## DEMANDE ÉCRITE 1
D'après le texte fourni, combien de temps a-t-il fallu attendre pour que le chef du gouvernement donne une interview en Tamazight ?

## TEXTE FOURNI
Pour parler de ce sujet, Hespress FR s’est entretenu avec Amina Amharech, poétesse et militante Amazighe dans le cadre de la Déclaration des Nations Unis sur les Droits des Peuples Autochtones, membre du conseil de l’International Land Coalition et membre Fondateur de la Feministe Land Platform.

Hespress FR: Différents acteurs de la société civile et observateurs de la scène médiatique ont mis en garde contre toute forme de recul en matières d’acquis constitutionnels de Tamazight durant cette période d’état d’urgence sanitaire. Partagez-vous ce constat ?

Amina Amharech: Je le partage tout à fait d’autant plus que dès que l’on a commencé à parler d’arrêt des études et de confinement, on n’a vu aucune chaîne marocaine essayant de communiquer cette information capitale dans une langue que tous les Marocains comprennent et tous les intervenants parlaient en arabe classique . Les premiers à avoir réagi sont des militants Amazighs. Ils ont multiplié les vidéos pour expliquer aux gens de rester chez eux. Certains ont impliqué leurs enfants pour que eux aussi s’adressent aux Marocains de leur âge. C’était très important et positif pour responsabiliser même les plus jeunes، et de leur donner confiance en eux même.

La relève est assurée, mais tout ceci se passe à charge des institutions et des organes de l’Etat. Pourquoi nos responsables, en prenant la parole, s’expriment-ils dans une langue que la majorité ne parlent pas, alors que la pandémie ne touche pas qu’une certaine élite en particulier ? Il a fallu attendre près de deux semaines pour que le chef du gouvernement fasse une interview en Tamazight et je pense qu’il a été beaucoup plus performant dans sa langue maternelle. C’est ça le dilemme identitaire de ceux qui ont du mal à assumer leur identité sous l’effet d’idéologies foncièrement amazighophobes.

## DONNÉES D'ENTRÉE

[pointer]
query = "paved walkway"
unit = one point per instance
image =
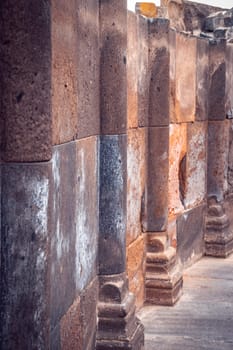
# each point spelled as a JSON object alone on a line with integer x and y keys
{"x": 203, "y": 318}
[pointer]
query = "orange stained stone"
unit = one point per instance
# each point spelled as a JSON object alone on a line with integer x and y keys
{"x": 147, "y": 9}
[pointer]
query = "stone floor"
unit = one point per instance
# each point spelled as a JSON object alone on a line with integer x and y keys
{"x": 203, "y": 318}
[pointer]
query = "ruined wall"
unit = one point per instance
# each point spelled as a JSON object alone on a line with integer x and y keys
{"x": 116, "y": 166}
{"x": 50, "y": 166}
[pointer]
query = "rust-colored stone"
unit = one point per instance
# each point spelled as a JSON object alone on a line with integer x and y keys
{"x": 177, "y": 156}
{"x": 185, "y": 104}
{"x": 146, "y": 9}
{"x": 132, "y": 70}
{"x": 64, "y": 71}
{"x": 136, "y": 177}
{"x": 136, "y": 269}
{"x": 217, "y": 69}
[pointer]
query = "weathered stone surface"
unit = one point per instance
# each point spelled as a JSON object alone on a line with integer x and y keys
{"x": 143, "y": 78}
{"x": 202, "y": 85}
{"x": 193, "y": 179}
{"x": 190, "y": 236}
{"x": 177, "y": 156}
{"x": 112, "y": 207}
{"x": 78, "y": 325}
{"x": 172, "y": 74}
{"x": 118, "y": 326}
{"x": 156, "y": 211}
{"x": 136, "y": 269}
{"x": 25, "y": 234}
{"x": 64, "y": 70}
{"x": 26, "y": 81}
{"x": 88, "y": 67}
{"x": 136, "y": 178}
{"x": 217, "y": 71}
{"x": 185, "y": 104}
{"x": 75, "y": 217}
{"x": 218, "y": 233}
{"x": 218, "y": 141}
{"x": 113, "y": 75}
{"x": 229, "y": 80}
{"x": 164, "y": 281}
{"x": 230, "y": 160}
{"x": 158, "y": 32}
{"x": 146, "y": 9}
{"x": 132, "y": 70}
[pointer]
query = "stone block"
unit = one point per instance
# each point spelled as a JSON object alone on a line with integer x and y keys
{"x": 136, "y": 177}
{"x": 78, "y": 325}
{"x": 64, "y": 70}
{"x": 25, "y": 260}
{"x": 177, "y": 156}
{"x": 88, "y": 55}
{"x": 136, "y": 269}
{"x": 74, "y": 242}
{"x": 142, "y": 73}
{"x": 229, "y": 80}
{"x": 112, "y": 208}
{"x": 190, "y": 235}
{"x": 218, "y": 141}
{"x": 185, "y": 102}
{"x": 158, "y": 33}
{"x": 26, "y": 81}
{"x": 113, "y": 74}
{"x": 218, "y": 230}
{"x": 156, "y": 211}
{"x": 132, "y": 70}
{"x": 217, "y": 71}
{"x": 193, "y": 176}
{"x": 202, "y": 77}
{"x": 172, "y": 74}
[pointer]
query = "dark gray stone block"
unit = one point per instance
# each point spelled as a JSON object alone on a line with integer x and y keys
{"x": 113, "y": 181}
{"x": 25, "y": 259}
{"x": 190, "y": 235}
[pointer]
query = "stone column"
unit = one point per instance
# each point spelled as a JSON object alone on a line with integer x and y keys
{"x": 118, "y": 326}
{"x": 26, "y": 146}
{"x": 218, "y": 235}
{"x": 163, "y": 278}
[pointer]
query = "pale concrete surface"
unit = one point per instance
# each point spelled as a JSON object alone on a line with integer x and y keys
{"x": 203, "y": 318}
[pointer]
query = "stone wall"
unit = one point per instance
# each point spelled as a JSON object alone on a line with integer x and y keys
{"x": 116, "y": 165}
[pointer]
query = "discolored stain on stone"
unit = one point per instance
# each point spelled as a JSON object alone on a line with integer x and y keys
{"x": 202, "y": 86}
{"x": 158, "y": 32}
{"x": 136, "y": 178}
{"x": 132, "y": 70}
{"x": 218, "y": 141}
{"x": 190, "y": 236}
{"x": 75, "y": 215}
{"x": 157, "y": 179}
{"x": 113, "y": 184}
{"x": 185, "y": 103}
{"x": 217, "y": 69}
{"x": 136, "y": 269}
{"x": 113, "y": 74}
{"x": 143, "y": 69}
{"x": 25, "y": 261}
{"x": 26, "y": 81}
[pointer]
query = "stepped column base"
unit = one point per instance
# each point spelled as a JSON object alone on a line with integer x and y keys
{"x": 118, "y": 326}
{"x": 218, "y": 235}
{"x": 164, "y": 279}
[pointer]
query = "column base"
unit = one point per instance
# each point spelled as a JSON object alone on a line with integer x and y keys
{"x": 118, "y": 326}
{"x": 218, "y": 235}
{"x": 164, "y": 279}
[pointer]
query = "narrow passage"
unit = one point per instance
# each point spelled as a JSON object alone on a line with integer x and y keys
{"x": 203, "y": 318}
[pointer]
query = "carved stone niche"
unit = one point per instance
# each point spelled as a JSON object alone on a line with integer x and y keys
{"x": 118, "y": 326}
{"x": 163, "y": 274}
{"x": 219, "y": 233}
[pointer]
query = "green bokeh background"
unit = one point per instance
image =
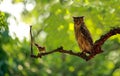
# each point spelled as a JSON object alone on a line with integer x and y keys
{"x": 53, "y": 27}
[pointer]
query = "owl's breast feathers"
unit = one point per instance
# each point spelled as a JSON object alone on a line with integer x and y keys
{"x": 83, "y": 37}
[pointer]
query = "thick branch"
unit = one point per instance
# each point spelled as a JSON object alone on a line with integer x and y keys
{"x": 95, "y": 50}
{"x": 103, "y": 38}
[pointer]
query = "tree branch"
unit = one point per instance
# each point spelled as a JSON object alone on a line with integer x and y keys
{"x": 95, "y": 50}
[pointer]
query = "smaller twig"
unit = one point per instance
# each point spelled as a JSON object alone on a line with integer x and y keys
{"x": 31, "y": 41}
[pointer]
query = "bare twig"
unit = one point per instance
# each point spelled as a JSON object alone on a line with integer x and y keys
{"x": 31, "y": 40}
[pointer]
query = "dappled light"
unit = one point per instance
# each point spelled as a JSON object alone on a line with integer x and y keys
{"x": 52, "y": 27}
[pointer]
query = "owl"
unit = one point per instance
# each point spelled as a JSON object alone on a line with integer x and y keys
{"x": 82, "y": 35}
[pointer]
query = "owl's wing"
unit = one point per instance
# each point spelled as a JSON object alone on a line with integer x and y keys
{"x": 86, "y": 33}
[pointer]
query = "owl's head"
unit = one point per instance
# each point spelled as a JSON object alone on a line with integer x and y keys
{"x": 78, "y": 20}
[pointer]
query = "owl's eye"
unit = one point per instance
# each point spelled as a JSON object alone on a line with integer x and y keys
{"x": 75, "y": 20}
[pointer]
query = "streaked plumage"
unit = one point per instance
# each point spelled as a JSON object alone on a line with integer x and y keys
{"x": 82, "y": 35}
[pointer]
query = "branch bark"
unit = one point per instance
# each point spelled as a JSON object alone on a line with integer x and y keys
{"x": 95, "y": 50}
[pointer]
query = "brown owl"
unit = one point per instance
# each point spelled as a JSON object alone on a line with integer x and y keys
{"x": 82, "y": 35}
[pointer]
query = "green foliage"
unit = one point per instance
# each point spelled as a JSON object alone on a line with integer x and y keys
{"x": 53, "y": 27}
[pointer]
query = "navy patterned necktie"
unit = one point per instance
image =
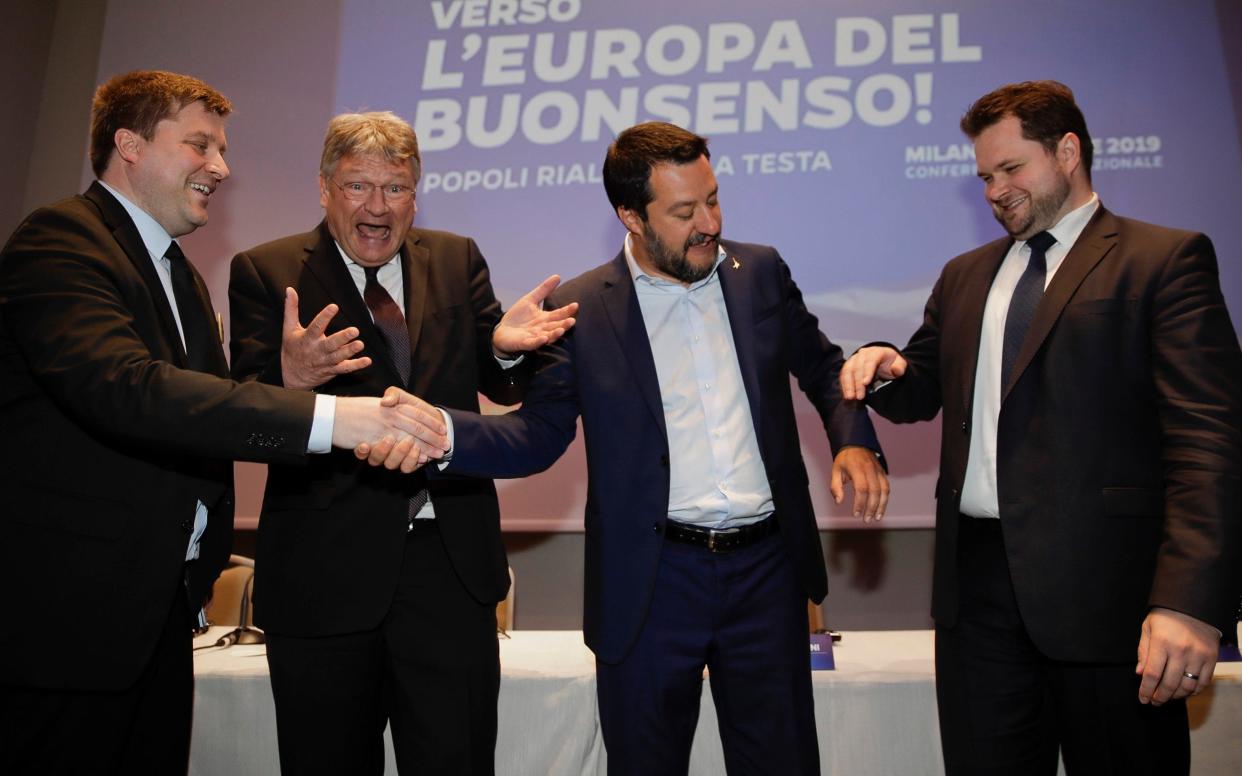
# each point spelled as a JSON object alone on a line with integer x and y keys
{"x": 195, "y": 327}
{"x": 1026, "y": 298}
{"x": 391, "y": 324}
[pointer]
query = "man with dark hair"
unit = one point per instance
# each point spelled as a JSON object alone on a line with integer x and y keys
{"x": 701, "y": 538}
{"x": 386, "y": 584}
{"x": 119, "y": 431}
{"x": 1089, "y": 467}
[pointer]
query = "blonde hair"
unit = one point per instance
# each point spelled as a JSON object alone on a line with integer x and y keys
{"x": 379, "y": 134}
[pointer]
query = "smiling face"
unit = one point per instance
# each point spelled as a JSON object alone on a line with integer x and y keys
{"x": 174, "y": 174}
{"x": 1028, "y": 188}
{"x": 369, "y": 231}
{"x": 679, "y": 237}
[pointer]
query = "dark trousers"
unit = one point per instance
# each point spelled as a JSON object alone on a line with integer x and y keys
{"x": 431, "y": 671}
{"x": 1006, "y": 709}
{"x": 143, "y": 729}
{"x": 743, "y": 615}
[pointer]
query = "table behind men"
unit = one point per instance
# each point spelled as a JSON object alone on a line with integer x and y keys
{"x": 876, "y": 712}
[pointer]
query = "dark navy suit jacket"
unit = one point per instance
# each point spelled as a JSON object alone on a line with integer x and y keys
{"x": 604, "y": 371}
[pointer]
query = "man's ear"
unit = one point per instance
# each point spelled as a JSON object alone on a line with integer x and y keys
{"x": 128, "y": 143}
{"x": 631, "y": 220}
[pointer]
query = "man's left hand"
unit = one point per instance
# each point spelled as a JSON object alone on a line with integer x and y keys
{"x": 861, "y": 467}
{"x": 527, "y": 325}
{"x": 1171, "y": 646}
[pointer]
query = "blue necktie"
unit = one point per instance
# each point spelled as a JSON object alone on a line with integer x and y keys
{"x": 1026, "y": 298}
{"x": 195, "y": 327}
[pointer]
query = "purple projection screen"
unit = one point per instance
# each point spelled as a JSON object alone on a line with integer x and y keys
{"x": 834, "y": 130}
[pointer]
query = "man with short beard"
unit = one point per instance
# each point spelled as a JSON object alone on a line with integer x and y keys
{"x": 1089, "y": 466}
{"x": 701, "y": 538}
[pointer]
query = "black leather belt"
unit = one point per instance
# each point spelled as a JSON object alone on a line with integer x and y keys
{"x": 719, "y": 539}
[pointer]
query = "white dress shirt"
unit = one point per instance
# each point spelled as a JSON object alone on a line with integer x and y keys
{"x": 157, "y": 240}
{"x": 979, "y": 496}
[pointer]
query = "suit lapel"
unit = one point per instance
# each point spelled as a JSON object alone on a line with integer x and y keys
{"x": 1096, "y": 241}
{"x": 127, "y": 236}
{"x": 415, "y": 266}
{"x": 621, "y": 304}
{"x": 737, "y": 288}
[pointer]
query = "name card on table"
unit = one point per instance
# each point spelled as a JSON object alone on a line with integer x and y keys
{"x": 1230, "y": 652}
{"x": 821, "y": 652}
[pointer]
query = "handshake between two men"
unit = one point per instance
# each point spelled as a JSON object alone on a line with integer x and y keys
{"x": 400, "y": 430}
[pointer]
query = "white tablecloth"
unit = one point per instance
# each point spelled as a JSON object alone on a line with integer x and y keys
{"x": 876, "y": 713}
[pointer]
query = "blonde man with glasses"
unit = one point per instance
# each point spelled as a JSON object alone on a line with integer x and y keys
{"x": 378, "y": 590}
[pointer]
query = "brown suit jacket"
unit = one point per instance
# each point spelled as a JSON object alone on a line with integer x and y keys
{"x": 332, "y": 532}
{"x": 1119, "y": 445}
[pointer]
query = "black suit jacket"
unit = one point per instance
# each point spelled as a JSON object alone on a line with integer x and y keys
{"x": 107, "y": 445}
{"x": 332, "y": 532}
{"x": 1119, "y": 443}
{"x": 604, "y": 371}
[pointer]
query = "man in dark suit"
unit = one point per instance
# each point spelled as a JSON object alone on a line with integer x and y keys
{"x": 119, "y": 428}
{"x": 701, "y": 538}
{"x": 376, "y": 600}
{"x": 1089, "y": 464}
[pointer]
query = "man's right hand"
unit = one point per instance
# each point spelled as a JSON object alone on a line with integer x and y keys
{"x": 862, "y": 368}
{"x": 412, "y": 426}
{"x": 308, "y": 359}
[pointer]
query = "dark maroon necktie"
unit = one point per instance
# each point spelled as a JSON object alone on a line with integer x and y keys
{"x": 391, "y": 324}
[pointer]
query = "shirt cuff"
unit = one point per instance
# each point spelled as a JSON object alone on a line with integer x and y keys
{"x": 322, "y": 425}
{"x": 448, "y": 424}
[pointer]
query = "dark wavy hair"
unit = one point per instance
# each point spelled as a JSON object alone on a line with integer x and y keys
{"x": 1046, "y": 109}
{"x": 630, "y": 159}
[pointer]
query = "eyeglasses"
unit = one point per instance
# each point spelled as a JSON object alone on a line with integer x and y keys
{"x": 360, "y": 191}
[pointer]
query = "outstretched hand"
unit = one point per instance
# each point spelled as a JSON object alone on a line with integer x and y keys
{"x": 308, "y": 359}
{"x": 527, "y": 325}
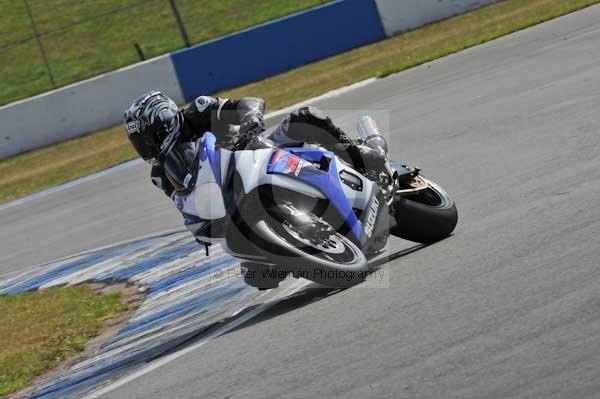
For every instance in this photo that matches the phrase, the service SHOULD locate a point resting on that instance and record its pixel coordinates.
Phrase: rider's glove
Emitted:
(251, 126)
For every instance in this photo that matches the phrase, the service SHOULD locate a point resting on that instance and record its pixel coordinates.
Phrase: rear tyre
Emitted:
(427, 217)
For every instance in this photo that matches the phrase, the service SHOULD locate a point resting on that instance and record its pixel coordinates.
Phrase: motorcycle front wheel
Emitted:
(334, 260)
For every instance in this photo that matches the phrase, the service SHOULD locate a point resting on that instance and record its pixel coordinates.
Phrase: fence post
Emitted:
(184, 36)
(40, 44)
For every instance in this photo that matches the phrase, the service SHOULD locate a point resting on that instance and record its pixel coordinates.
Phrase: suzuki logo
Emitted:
(370, 223)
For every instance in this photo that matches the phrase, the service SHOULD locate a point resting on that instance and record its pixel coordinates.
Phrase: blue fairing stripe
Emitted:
(327, 183)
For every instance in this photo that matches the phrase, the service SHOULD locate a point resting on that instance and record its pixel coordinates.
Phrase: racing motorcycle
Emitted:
(303, 211)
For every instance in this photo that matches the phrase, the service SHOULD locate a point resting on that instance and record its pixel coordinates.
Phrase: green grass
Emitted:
(40, 329)
(42, 168)
(94, 46)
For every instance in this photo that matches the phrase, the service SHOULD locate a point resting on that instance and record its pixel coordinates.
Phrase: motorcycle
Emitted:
(303, 211)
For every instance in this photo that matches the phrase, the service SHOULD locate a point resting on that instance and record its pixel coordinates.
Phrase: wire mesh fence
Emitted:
(51, 43)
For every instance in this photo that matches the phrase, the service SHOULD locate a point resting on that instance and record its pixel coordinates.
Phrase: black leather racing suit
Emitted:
(223, 118)
(217, 115)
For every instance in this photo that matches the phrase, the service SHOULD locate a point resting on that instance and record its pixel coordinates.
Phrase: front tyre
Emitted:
(332, 260)
(426, 217)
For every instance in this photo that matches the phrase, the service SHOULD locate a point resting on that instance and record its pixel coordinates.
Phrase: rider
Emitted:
(165, 137)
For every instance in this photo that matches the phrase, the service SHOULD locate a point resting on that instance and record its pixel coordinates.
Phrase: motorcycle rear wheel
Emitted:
(427, 217)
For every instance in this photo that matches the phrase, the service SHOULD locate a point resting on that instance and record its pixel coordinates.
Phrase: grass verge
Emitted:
(40, 329)
(42, 168)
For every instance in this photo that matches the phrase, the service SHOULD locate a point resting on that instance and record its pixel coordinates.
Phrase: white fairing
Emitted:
(252, 166)
(206, 200)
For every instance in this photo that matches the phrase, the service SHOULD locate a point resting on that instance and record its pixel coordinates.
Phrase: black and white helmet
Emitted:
(153, 125)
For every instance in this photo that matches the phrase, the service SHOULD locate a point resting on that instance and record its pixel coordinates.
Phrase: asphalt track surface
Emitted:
(508, 306)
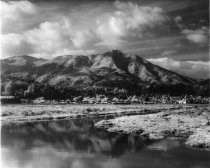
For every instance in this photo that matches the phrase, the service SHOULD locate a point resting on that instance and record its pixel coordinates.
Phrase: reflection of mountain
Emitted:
(76, 144)
(69, 135)
(109, 69)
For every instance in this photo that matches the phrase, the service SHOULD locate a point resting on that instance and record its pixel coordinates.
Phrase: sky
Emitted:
(171, 33)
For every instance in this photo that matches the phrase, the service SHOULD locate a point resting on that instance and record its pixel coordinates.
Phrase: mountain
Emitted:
(109, 69)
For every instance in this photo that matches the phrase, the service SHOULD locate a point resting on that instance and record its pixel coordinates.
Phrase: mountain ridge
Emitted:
(109, 68)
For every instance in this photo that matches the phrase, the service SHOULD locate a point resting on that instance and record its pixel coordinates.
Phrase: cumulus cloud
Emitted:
(128, 21)
(197, 69)
(125, 23)
(199, 36)
(16, 14)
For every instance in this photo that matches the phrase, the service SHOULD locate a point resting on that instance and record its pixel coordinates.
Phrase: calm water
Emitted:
(76, 144)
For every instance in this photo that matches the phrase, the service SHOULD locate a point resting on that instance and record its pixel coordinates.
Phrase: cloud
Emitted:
(128, 21)
(16, 14)
(196, 69)
(199, 36)
(49, 39)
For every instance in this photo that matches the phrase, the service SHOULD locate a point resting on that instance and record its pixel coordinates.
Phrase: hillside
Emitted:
(109, 69)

## DEMANDE ÉCRITE 2
Rassemblez toutes les lignes des enregistrements où figure le mot "shirt".

## RÉSULTAT FINAL 1
Près de deux semaines.

## RÉSULTAT FINAL 2
query = "white dress shirt"
query = "shirt cuff"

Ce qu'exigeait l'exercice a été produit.